### [Work to do]
a) Can you reproduce the news article on the Edenwald Houses shooting from "By KERRY BURKE" to "the deadly shooting." word for word?
b) Could you rewrite all the records with "mark" swapped for "outline", keeping everything else unchanged?

### [Source extract]
• • • • •
Witness recounts fatal friendly-fire shooting of NYPD Officer Brian Mulkeen: ‘I still see it. That’s how scary it was.'

By KERRY BURKE and JOHN ANNESE

Police at the Edenwald Houses on Sun., September 29, 2019, where a police officer was shot at 1129 East 229th Dr. at 12:30 a.m. The alleged shooter was fatally shot. (Marc A. Hermann / for New York Daily News)

An eyewitness to the fatal friendly-fire death of NYPD Officer Brian Mulkeen said he still sees the awful scene play out in his mind.

Thomas Davis, 38, a maintenance worker who lives in the Edenwald Houses said he was on his way to buy juice for one of his children early Sunday when he saw the moment’s leading up to the deadly shooting.

Mulkeen, 33, was shot dead by fellow officers in a friendly fire tragedy while fighting Antonio Williams, an ex-con who bolted when cops tried to question him about gang activity near the Bronx housing development, police said.

“I was across the street,” Davis said.
• • • • •
[Extracted data entries]
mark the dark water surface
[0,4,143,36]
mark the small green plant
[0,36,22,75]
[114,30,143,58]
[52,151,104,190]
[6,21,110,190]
• • • • •
### [Responses]
a)
By KERRY BURKE and JOHN ANNESE

Police at the Edenwald Houses on Sun., September 29, 2019, where a police officer was shot at 1129 East 229th Dr. at 12:30 a.m. The alleged shooter was fatally shot. (Marc A. Hermann / for New York Daily News)

An eyewitness to the fatal friendly-fire death of NYPD Officer Brian Mulkeen said he still sees the awful scene play out in his mind.

Thomas Davis, 38, a maintenance worker who lives in the Edenwald Houses said he was on his way to buy juice for one of his children early Sunday when he saw the moment’s leading up to the deadly shooting.

b)
outline the dark water surface
[0,4,143,36]
outline the small green plant
[0,36,22,75]
[114,30,143,58]
[52,151,104,190]
[6,21,110,190]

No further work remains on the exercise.